**Given instruction**
Continue the notebook on missing values and default-status prediction, starting right after its last line.

**Provided passage**
--

From the Bar chart, there's a lot of missing values in the train data

Lets take a look at the test data

In [191]:
# ax1 = test.isna().sum().transform(lambda x:x/test.shape[0]).sort_values().plot.barh(
#     figsize=(11,11), title='Percentage missing values (Test)', color='coral', alpha=0.6)
# for i in ax1.patches:
#     ax1.text(i.get_width()+0.005, i.get_y(), 
#              str(int(round(i.get_width(),2)*100))+'%', fontsize=10, color='blue');

Both the train and test data have a lot of missing values. We will see how to handle them.

 form_field40 has the most, with almost 80% missing, followed by form_field31 and then form_field41.

#### Target Distribution

In [192]:
# ax = sns.countplot('default_status', data=train,color='coral')
# plt.xticks(range(2), ['No', 'Yes'], fontsize=13)
# plt.title('Target Distribution')

# for i in ax.patches:
#     ax.text(i.get_x()+ 0.28, i.get_height()+ 3, 
#             str(round(i.get_height()/train.shape[0] * 100,2))+'%', 
#             fontsize=13);

As we can see, the data is imbalanced. Hence, we may try to solve the issue of imbalanced datasets. About 74% of the data is for churn No, while 24% for Churn Yes

In [193]:
#Label Encoding target
train.default_status.replace({'no':0, 'yes':1}, inplace=True)

In [194]:
def model_auc(model):
    train_auc = roc_auc_score(y_train, model.predict_proba(x_train)[:, 1])
    val_auc = roc_auc_score(y_val, model.predict_proba(x_val)[:, 1])
    print(f'Train AUC: {train_auc}, Val Auc: {val_auc}')

In [195]:
# def plot_figure(model):
#     fig, ax = plt.subplots(1,2, figsize=(10,5))
#     plot_confusion_matrix(model, x_val, y_val, ax=ax[0], display_labels=['No', 'Yes'])
#     plot_roc_curve(model, x_val, y_val, ax=ax[1])
#     ax[0].set(title='Confusion Matrix')
#     ax[1].set(title='ROC Curve')
#     ax[0].grid(False)
#     ax[1].grid(False)
#     ax[1].legend(loc='center right')
#     plt.tight_layout(pad=1.0)

#### Filling Missing Values with zeros

In [196]:
train.fillna(0, inplace=True)
test.fillna(0, inplace=True)

In [148]:
corr= train.corr()

--

**Stored dataset items**
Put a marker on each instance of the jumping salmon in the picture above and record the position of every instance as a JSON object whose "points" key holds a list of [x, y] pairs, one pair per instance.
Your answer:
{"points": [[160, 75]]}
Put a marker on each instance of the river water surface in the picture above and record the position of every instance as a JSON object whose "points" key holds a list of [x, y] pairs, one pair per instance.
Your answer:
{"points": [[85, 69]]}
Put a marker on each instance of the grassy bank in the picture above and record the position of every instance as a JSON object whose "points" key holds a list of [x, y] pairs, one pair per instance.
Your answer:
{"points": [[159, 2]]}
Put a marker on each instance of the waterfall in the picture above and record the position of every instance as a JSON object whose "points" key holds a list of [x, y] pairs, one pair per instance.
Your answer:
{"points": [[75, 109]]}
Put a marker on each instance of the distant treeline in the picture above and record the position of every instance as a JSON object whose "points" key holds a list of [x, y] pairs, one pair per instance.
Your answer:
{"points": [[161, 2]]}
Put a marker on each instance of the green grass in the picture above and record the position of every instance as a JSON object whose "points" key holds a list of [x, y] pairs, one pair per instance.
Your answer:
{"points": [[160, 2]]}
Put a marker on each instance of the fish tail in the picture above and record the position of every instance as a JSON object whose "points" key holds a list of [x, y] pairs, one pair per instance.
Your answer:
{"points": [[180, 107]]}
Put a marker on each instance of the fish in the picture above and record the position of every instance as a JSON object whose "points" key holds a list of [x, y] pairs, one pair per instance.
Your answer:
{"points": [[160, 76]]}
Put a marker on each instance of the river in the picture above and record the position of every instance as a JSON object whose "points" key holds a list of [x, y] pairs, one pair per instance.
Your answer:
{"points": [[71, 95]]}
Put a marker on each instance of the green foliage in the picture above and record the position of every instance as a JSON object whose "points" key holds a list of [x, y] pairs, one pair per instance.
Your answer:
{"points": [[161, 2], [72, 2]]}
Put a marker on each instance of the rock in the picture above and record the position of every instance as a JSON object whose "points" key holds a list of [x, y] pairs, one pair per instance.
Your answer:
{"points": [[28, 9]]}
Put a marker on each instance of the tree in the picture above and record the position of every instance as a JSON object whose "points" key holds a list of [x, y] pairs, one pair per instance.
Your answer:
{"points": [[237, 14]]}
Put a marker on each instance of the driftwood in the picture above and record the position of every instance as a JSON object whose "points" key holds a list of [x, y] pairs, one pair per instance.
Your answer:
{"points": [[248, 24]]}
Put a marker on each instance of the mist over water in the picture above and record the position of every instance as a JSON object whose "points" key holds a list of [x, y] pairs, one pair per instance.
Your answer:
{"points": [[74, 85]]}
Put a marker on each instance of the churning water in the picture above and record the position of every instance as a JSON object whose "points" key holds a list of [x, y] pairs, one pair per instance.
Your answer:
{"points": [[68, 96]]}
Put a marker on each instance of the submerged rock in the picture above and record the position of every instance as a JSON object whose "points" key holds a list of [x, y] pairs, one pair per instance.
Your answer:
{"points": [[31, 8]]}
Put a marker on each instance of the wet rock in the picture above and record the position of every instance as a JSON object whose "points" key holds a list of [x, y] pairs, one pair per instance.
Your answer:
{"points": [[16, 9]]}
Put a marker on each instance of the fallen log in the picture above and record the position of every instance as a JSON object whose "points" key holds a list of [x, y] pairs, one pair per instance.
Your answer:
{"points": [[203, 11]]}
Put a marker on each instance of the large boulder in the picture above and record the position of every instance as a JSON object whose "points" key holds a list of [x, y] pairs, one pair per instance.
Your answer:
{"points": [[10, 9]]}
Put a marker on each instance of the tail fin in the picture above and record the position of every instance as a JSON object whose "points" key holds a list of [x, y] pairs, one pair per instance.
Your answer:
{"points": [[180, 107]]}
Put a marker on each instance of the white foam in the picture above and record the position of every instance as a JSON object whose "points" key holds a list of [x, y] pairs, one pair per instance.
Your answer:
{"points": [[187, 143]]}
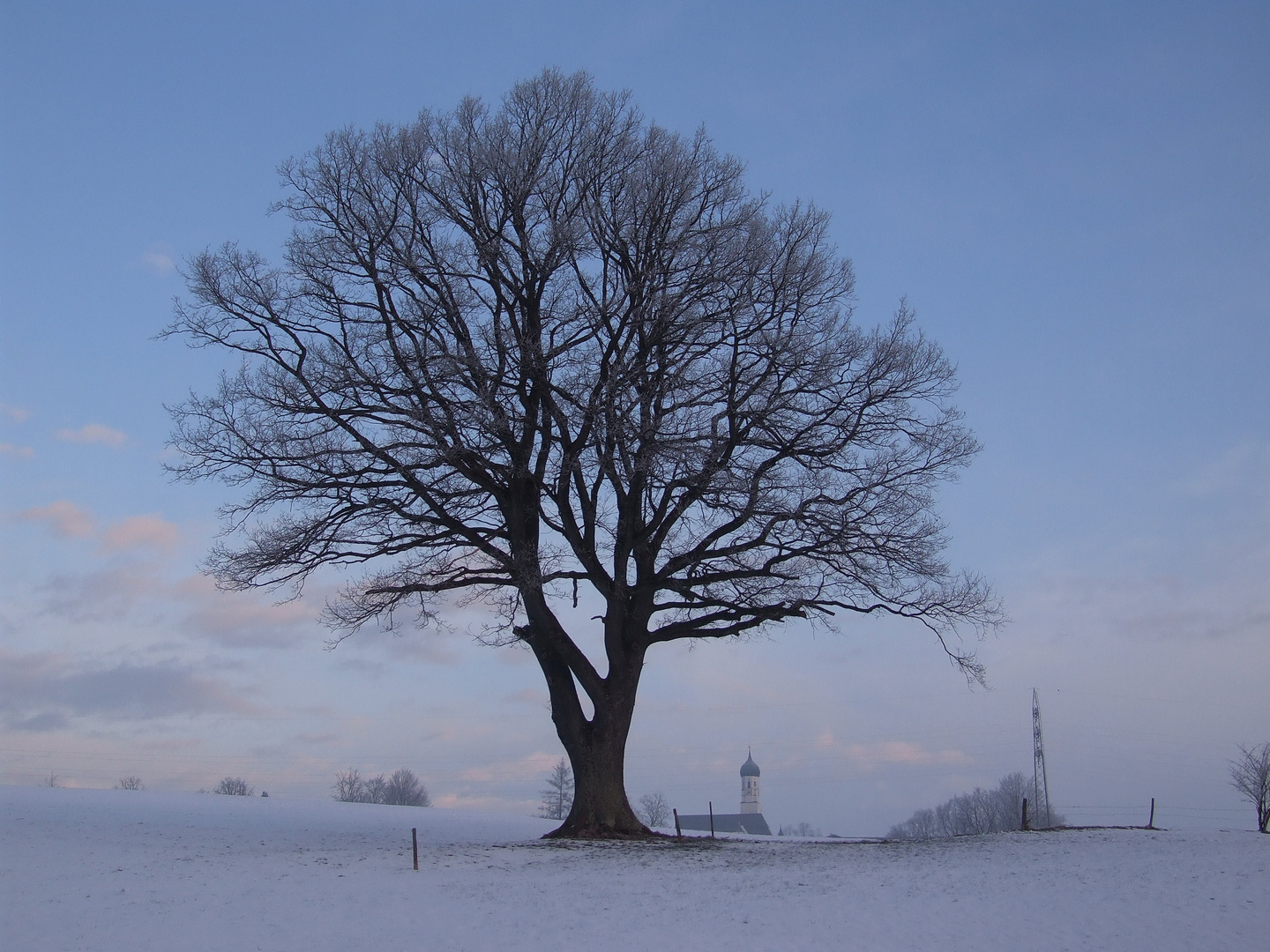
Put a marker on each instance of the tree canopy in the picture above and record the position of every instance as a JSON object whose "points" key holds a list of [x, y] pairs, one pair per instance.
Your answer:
{"points": [[513, 351]]}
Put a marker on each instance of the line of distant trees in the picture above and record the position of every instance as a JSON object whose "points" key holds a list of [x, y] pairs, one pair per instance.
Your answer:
{"points": [[977, 813], [401, 788]]}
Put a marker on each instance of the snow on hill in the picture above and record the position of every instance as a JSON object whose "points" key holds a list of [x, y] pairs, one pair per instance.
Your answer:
{"points": [[138, 871]]}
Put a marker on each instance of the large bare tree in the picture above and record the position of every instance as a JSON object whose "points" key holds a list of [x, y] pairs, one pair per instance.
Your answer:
{"points": [[513, 351]]}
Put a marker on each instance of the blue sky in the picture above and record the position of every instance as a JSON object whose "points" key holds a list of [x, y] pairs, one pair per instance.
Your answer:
{"points": [[1072, 196]]}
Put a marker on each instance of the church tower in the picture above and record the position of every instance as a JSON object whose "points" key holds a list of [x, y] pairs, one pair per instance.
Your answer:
{"points": [[750, 786]]}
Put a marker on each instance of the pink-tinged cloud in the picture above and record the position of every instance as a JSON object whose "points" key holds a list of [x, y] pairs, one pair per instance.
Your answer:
{"points": [[898, 752], [138, 532], [94, 433], [243, 619], [159, 262], [534, 766], [65, 518]]}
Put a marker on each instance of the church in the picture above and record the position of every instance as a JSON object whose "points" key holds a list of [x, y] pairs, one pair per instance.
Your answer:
{"points": [[751, 816]]}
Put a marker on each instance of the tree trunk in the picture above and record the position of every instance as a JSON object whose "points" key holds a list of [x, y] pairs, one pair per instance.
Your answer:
{"points": [[597, 750]]}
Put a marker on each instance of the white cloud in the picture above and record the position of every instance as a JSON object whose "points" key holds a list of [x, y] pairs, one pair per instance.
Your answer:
{"points": [[900, 752], [18, 414], [534, 766], [159, 262], [94, 433], [140, 531], [65, 518], [42, 689]]}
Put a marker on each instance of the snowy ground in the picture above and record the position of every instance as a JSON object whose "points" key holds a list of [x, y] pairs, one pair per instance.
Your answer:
{"points": [[113, 870]]}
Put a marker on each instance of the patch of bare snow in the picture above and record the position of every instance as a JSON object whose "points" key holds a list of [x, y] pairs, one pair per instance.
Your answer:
{"points": [[135, 871]]}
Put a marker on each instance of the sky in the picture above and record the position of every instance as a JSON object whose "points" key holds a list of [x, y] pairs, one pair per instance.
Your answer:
{"points": [[1073, 198]]}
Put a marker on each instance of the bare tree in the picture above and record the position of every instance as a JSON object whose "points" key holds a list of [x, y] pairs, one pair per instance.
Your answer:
{"points": [[799, 829], [514, 351], [654, 810], [375, 791], [404, 788], [234, 787], [975, 814], [557, 795], [348, 786], [1250, 775]]}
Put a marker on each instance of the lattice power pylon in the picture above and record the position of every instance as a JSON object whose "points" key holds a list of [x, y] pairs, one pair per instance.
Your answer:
{"points": [[1041, 785]]}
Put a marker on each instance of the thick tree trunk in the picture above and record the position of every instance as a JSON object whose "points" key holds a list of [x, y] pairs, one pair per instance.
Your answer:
{"points": [[597, 750], [600, 807]]}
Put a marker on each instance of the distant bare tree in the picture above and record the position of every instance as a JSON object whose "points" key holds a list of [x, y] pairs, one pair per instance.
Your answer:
{"points": [[654, 810], [513, 351], [234, 787], [557, 795], [975, 813], [375, 791], [1250, 775], [404, 788], [348, 787]]}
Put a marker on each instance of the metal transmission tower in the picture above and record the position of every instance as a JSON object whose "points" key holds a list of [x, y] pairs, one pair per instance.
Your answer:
{"points": [[1041, 785]]}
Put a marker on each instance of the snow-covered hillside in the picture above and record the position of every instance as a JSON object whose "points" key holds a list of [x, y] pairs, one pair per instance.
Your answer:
{"points": [[131, 871]]}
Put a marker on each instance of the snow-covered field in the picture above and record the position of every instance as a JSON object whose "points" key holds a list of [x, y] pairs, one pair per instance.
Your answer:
{"points": [[115, 870]]}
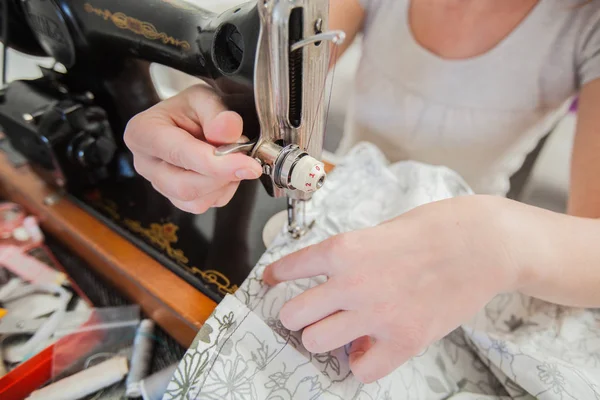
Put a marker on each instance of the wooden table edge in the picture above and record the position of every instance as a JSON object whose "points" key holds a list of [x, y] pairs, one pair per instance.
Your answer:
{"points": [[172, 303]]}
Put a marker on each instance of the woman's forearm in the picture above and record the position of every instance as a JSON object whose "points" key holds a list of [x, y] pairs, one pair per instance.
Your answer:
{"points": [[559, 255]]}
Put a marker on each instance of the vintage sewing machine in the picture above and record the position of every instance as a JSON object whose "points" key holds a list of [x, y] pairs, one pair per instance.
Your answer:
{"points": [[268, 59]]}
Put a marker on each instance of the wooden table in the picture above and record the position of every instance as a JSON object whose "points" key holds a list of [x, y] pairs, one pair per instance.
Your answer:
{"points": [[175, 305]]}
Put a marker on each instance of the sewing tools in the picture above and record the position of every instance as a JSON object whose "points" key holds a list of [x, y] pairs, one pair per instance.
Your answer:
{"points": [[141, 357], [86, 382]]}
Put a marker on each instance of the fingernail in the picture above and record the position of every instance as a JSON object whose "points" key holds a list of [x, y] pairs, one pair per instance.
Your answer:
{"points": [[353, 357], [246, 174]]}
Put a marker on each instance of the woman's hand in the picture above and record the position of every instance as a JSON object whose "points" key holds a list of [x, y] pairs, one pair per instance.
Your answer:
{"points": [[394, 289], [173, 145]]}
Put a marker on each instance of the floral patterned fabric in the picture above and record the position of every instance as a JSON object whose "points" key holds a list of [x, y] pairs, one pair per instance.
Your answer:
{"points": [[516, 348]]}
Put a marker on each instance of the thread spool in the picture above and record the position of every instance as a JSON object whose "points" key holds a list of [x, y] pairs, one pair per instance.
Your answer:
{"points": [[85, 382], [155, 386], [140, 358]]}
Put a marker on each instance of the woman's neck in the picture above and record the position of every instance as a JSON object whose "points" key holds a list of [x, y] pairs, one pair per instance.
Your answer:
{"points": [[458, 29]]}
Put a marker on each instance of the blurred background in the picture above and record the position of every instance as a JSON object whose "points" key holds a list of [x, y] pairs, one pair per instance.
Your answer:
{"points": [[546, 185]]}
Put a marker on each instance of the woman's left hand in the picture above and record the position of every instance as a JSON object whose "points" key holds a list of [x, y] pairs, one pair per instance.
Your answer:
{"points": [[394, 289]]}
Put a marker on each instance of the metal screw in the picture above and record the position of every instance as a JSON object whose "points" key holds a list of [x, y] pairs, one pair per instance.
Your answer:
{"points": [[58, 67], [319, 26]]}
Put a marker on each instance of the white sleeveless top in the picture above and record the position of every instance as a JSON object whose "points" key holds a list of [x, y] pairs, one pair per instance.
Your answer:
{"points": [[480, 116]]}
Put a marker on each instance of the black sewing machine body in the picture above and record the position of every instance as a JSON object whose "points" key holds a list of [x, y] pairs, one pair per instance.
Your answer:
{"points": [[69, 125]]}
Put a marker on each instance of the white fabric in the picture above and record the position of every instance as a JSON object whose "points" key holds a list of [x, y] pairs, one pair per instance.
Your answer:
{"points": [[516, 348], [479, 116]]}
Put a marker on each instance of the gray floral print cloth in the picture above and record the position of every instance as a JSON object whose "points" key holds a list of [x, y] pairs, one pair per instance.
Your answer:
{"points": [[515, 348]]}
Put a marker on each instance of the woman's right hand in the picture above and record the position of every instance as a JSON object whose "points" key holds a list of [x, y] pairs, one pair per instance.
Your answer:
{"points": [[173, 145]]}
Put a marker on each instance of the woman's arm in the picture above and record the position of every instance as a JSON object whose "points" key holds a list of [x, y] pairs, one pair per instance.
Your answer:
{"points": [[567, 263], [412, 280], [348, 16]]}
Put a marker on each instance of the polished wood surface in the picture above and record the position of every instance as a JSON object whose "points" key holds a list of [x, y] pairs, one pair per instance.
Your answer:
{"points": [[174, 304]]}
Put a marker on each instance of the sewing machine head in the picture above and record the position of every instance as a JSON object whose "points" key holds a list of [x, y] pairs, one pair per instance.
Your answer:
{"points": [[292, 62], [268, 59]]}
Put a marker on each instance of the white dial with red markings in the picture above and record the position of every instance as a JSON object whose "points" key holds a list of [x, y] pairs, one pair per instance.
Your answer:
{"points": [[308, 175]]}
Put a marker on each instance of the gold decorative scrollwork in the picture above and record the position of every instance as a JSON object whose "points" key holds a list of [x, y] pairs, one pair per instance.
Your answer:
{"points": [[162, 235], [136, 26], [181, 4], [218, 279]]}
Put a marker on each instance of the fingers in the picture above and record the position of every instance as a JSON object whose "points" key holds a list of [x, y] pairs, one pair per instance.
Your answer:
{"points": [[177, 147], [226, 128], [380, 360], [176, 183], [199, 206], [313, 305], [226, 194], [307, 263], [360, 346], [334, 332]]}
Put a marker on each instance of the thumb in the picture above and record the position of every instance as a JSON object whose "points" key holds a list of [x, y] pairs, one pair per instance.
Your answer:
{"points": [[225, 128], [359, 347]]}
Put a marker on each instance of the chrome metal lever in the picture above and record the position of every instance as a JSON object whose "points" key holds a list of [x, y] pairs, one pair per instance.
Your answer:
{"points": [[336, 37]]}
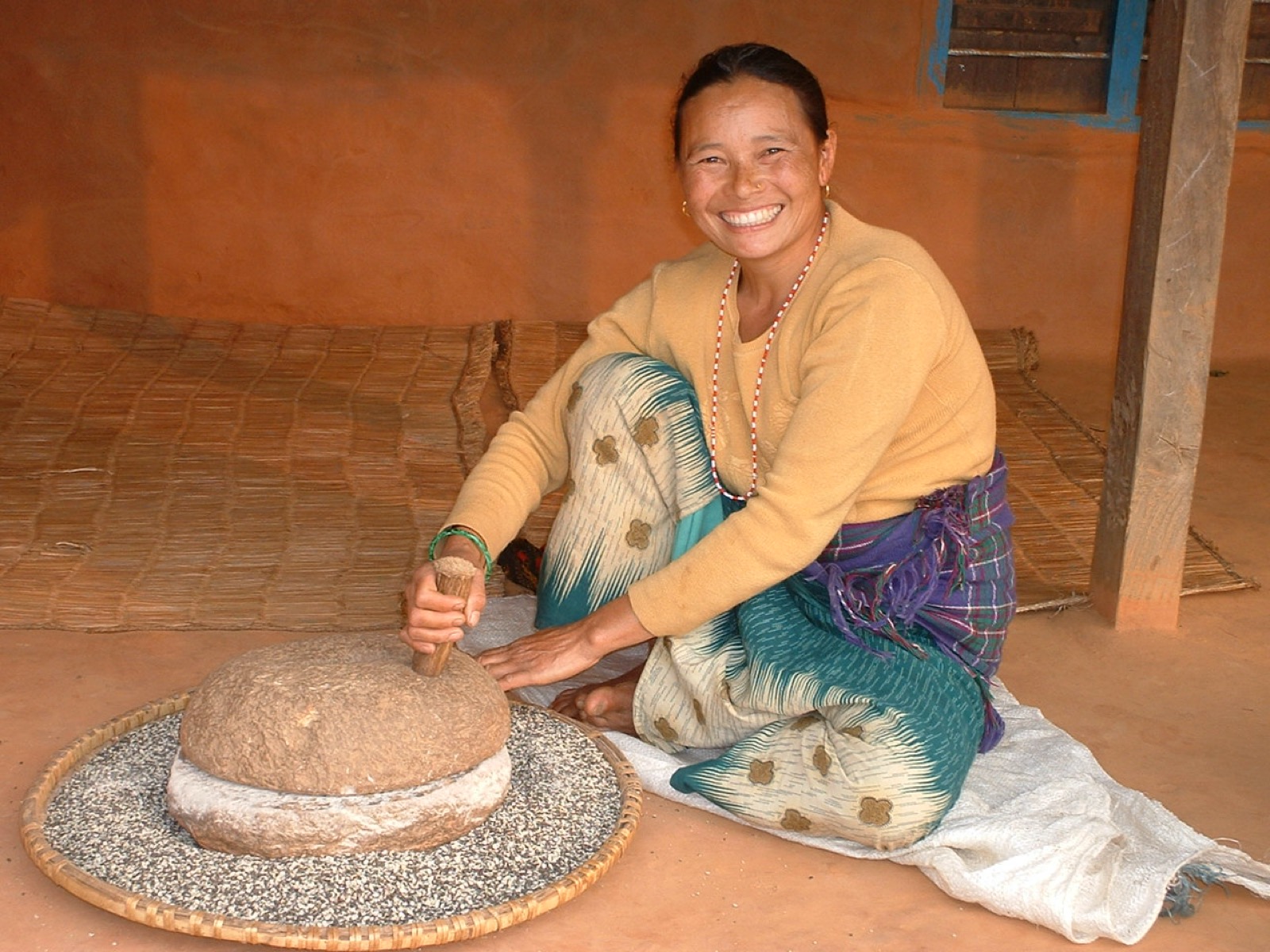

--

**Result for this task**
mask = np.zeros_like(corr)
mask[np.triu_indices_from(mask)] = True

In [197]:
# plt.figure(figsize=(15,13))
# sns.heatmap(corr, mask=mask)
# plt.title('Correlation Matrix');

#### Baseline Model

In [198]:
test_id = test.Applicant_ID

In [199]:
features = train.columns.drop(['Applicant_ID', 'default_status'])
X = pd.get_dummies(train[features])
y = train.default_status
test = pd.get_dummies(test[features])

In [217]:
x_train, x_val, y_train, y_val = train_test_split(X, y, random_state=seed, test_size=0.2, stratify=y)

In [218]:
x_train.shape, x_val.shape

((50400, 51), (5600, 51))

In [227]:
scaler = StandardScaler()

In [229]:
logreg = LogisticRegression(random_state=seed)
logreg_pl = Pipeline([('scaler', scaler), ('logreg', logreg)])

In [230]:
logreg_pl.fit(x_train, y_train)

Pipeline(steps=[('scaler', StandardScaler()),
                ('logreg', LogisticRegression(random_state=4092))])

In [231]:
model_auc(logreg_pl)

Train AUC: 0.8278967297025593, Val Auc: 0.8265753517746504


In [133]:
# plot_figure(logreg_pl)

In [132]:
# print(classification_report(y_val, logreg_pl.predict(x_val)))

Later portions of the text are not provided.